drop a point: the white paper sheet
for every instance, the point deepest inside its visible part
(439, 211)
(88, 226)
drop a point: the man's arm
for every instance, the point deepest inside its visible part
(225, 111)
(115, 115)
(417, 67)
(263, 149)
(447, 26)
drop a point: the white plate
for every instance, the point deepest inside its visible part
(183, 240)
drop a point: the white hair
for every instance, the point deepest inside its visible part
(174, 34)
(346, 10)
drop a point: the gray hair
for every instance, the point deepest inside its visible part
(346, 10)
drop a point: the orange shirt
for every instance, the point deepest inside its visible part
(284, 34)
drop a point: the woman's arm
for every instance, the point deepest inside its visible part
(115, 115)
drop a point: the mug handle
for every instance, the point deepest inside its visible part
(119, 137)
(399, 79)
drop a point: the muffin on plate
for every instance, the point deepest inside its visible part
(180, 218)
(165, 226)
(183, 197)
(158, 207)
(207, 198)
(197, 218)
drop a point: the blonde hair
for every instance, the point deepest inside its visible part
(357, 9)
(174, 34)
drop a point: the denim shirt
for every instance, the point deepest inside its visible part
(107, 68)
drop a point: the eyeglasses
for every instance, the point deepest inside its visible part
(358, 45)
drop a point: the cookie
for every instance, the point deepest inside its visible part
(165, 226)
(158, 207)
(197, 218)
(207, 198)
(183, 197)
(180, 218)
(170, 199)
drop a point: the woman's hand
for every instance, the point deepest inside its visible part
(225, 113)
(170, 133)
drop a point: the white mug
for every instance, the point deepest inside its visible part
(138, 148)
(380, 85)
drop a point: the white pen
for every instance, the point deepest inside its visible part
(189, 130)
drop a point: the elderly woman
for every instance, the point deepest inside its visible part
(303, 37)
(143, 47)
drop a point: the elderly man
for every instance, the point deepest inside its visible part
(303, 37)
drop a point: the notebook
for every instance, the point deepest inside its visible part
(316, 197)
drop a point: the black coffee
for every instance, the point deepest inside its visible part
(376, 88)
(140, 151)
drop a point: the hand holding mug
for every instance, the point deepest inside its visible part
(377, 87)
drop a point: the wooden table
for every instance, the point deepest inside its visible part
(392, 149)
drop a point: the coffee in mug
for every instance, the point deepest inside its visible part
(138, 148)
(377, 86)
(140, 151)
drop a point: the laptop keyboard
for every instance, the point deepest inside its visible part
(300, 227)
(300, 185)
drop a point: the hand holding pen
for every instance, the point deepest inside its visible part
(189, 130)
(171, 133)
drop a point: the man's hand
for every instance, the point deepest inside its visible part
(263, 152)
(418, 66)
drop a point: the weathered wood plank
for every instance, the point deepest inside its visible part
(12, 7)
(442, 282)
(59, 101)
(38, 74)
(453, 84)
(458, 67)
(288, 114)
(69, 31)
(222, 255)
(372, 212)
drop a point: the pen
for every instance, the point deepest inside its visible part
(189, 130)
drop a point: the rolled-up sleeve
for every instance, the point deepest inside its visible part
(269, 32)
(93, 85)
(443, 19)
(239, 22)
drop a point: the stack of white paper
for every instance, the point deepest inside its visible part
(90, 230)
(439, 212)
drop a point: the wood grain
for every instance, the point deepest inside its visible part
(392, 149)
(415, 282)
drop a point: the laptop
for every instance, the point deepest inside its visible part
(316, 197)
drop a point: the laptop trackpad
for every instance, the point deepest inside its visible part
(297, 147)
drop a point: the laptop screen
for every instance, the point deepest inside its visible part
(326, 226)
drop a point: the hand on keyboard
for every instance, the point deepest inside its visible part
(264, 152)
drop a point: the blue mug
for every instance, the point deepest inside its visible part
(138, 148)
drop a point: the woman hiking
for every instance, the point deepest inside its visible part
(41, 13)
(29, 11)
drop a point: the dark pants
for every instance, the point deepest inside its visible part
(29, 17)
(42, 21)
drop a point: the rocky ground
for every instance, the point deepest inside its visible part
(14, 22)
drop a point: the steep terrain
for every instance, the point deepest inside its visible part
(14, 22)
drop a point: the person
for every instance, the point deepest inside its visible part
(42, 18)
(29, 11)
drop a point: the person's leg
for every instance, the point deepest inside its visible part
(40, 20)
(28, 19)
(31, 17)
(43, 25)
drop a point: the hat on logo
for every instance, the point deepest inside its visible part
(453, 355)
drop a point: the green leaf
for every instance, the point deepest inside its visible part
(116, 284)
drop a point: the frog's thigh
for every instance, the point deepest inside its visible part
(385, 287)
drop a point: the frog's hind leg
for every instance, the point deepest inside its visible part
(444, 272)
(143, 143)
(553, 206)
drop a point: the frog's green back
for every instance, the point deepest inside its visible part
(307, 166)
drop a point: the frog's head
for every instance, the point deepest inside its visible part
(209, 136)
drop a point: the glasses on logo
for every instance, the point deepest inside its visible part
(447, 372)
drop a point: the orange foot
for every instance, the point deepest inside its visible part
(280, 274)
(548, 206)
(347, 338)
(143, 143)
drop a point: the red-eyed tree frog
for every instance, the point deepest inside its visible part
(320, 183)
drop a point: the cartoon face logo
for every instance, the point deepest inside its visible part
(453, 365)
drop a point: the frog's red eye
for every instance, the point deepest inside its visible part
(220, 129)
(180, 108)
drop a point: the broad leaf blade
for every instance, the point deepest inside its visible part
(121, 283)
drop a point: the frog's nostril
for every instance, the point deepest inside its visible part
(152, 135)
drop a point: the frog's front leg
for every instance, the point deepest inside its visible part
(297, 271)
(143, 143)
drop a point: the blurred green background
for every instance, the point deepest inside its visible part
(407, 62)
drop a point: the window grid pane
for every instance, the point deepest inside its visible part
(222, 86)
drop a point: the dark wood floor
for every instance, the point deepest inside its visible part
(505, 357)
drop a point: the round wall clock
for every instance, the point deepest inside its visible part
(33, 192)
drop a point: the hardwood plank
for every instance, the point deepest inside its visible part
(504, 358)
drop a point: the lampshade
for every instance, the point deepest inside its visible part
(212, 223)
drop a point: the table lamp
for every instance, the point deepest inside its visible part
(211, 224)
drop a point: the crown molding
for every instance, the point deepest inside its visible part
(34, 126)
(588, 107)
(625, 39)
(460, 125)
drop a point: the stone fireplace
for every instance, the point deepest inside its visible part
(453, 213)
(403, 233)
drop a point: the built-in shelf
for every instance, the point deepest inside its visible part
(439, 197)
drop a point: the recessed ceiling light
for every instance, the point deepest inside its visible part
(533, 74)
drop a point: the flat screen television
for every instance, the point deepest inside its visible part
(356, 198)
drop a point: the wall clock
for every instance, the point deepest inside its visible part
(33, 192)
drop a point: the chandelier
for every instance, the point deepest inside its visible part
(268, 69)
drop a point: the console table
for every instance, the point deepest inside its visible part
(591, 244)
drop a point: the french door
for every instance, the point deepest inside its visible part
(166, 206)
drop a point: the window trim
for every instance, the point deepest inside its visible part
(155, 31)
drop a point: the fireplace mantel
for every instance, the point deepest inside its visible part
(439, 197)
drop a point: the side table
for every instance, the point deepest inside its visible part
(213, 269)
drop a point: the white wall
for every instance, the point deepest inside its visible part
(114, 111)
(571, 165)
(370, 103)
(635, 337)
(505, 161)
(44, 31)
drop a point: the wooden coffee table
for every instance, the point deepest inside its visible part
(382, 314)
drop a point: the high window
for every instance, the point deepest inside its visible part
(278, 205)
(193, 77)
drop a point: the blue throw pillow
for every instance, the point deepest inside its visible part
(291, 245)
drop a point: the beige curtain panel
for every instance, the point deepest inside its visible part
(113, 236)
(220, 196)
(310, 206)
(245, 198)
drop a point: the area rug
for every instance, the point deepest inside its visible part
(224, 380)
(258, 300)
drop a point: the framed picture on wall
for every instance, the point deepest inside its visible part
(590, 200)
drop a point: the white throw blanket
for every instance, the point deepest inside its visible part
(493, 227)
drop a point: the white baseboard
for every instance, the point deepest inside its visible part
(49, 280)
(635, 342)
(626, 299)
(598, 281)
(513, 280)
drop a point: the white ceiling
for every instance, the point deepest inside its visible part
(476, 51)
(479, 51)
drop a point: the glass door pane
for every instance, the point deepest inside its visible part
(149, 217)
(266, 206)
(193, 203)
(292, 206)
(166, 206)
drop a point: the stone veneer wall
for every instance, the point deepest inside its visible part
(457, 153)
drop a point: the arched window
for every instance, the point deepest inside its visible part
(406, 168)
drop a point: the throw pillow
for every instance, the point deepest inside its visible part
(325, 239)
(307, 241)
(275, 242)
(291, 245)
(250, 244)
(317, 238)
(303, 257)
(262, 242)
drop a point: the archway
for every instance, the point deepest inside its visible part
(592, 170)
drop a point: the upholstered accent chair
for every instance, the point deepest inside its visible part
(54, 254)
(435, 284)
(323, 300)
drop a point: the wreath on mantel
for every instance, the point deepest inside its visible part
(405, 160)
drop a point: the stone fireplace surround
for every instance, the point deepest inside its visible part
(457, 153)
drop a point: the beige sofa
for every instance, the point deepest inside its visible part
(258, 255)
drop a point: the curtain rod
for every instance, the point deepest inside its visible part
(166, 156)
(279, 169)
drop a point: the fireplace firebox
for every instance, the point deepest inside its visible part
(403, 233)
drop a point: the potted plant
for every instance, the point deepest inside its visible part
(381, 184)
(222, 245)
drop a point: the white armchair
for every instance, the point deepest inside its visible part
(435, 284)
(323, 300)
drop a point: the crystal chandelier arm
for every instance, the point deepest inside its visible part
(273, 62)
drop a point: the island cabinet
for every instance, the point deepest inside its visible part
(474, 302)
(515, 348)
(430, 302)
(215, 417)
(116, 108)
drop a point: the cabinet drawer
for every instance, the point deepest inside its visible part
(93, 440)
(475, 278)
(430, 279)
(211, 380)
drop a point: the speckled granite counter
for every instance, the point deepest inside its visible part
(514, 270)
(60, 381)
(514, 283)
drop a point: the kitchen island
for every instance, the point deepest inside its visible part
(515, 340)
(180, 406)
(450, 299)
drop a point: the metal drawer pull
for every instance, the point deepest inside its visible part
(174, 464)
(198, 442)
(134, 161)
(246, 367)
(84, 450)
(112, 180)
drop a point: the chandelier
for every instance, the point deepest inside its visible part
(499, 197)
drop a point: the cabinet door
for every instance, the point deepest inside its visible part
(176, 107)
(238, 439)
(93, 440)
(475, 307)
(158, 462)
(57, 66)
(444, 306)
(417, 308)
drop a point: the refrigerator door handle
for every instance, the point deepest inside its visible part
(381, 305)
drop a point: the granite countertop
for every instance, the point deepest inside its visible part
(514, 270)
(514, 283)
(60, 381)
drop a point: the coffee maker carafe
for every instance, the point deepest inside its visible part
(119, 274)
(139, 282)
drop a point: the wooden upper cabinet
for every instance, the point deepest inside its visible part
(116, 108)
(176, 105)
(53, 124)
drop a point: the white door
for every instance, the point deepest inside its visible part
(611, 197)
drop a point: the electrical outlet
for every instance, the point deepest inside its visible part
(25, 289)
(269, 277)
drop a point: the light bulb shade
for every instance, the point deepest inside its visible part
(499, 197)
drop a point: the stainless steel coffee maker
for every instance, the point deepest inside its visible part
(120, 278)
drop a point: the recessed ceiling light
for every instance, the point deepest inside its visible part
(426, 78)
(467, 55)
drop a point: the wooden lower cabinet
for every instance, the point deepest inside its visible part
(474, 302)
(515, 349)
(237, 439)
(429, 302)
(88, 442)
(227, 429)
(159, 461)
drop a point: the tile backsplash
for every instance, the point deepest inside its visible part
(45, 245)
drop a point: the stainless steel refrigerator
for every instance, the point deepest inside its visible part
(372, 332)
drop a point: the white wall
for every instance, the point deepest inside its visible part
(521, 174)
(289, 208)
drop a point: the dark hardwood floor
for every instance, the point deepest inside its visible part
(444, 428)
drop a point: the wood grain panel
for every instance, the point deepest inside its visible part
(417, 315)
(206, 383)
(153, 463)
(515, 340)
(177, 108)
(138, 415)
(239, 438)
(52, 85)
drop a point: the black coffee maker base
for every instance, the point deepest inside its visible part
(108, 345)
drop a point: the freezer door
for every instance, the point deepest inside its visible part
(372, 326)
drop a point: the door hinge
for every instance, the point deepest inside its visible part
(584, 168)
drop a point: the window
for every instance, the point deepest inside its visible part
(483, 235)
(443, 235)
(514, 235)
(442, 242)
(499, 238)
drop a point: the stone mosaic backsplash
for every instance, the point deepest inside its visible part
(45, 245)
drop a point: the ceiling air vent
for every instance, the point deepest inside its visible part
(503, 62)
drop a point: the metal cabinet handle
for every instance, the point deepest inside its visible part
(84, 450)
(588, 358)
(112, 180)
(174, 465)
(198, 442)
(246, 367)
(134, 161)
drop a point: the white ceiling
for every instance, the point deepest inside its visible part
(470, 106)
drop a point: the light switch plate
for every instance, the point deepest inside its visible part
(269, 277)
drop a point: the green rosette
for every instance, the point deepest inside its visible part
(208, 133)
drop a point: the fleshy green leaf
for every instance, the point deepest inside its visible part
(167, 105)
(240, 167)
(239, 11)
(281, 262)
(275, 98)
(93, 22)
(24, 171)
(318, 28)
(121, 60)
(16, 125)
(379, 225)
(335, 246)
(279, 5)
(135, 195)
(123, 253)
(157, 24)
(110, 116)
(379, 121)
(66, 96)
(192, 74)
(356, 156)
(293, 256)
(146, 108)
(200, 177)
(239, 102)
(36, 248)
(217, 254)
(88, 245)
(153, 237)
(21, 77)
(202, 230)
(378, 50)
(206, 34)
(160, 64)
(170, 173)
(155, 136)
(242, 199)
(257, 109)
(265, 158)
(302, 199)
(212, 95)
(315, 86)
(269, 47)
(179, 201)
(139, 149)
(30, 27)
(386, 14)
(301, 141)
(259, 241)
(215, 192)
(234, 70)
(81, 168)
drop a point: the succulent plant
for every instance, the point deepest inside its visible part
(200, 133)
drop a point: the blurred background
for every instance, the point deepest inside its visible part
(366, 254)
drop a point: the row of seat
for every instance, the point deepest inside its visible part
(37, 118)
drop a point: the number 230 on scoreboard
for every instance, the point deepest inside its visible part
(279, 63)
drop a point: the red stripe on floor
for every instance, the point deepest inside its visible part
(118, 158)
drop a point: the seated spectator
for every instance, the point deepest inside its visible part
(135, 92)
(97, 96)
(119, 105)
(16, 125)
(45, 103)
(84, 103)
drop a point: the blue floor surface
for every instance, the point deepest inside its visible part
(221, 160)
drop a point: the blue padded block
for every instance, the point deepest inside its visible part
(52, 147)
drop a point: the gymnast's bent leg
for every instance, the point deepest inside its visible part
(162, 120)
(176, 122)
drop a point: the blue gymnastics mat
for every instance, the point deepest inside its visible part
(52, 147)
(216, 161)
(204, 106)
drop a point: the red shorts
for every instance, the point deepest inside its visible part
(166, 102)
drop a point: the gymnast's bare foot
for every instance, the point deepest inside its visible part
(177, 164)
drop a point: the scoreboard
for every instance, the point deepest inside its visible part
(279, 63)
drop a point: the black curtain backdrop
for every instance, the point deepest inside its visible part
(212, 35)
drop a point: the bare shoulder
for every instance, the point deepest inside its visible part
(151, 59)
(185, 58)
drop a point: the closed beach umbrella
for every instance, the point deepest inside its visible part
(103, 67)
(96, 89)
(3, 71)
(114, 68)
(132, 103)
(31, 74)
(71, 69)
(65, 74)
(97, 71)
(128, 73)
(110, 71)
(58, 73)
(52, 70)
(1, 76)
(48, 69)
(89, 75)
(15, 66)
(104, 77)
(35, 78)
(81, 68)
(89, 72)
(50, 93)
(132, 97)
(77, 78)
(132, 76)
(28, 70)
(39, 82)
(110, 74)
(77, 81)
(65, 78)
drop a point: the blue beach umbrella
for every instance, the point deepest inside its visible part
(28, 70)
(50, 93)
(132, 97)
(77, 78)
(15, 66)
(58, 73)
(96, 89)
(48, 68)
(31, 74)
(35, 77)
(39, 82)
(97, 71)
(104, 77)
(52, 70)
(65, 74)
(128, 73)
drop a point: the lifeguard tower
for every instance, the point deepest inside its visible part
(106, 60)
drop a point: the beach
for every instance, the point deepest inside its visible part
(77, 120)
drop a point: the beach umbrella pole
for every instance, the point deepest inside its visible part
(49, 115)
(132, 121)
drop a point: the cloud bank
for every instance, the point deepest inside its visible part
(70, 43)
● ● ● ●
## Task details:
Starting with the line with "drop a point: the beach umbrella pole" and going on through the end of the data, write those lines out again with the requests included, adjusting every coordinate in the answers by -22.

## Written solution:
drop a point: the beach umbrella pole
for every instance, the point deepest inside its visible part
(27, 93)
(110, 99)
drop a point: the cloud bank
for every instance, the point deepest inside its visible part
(48, 21)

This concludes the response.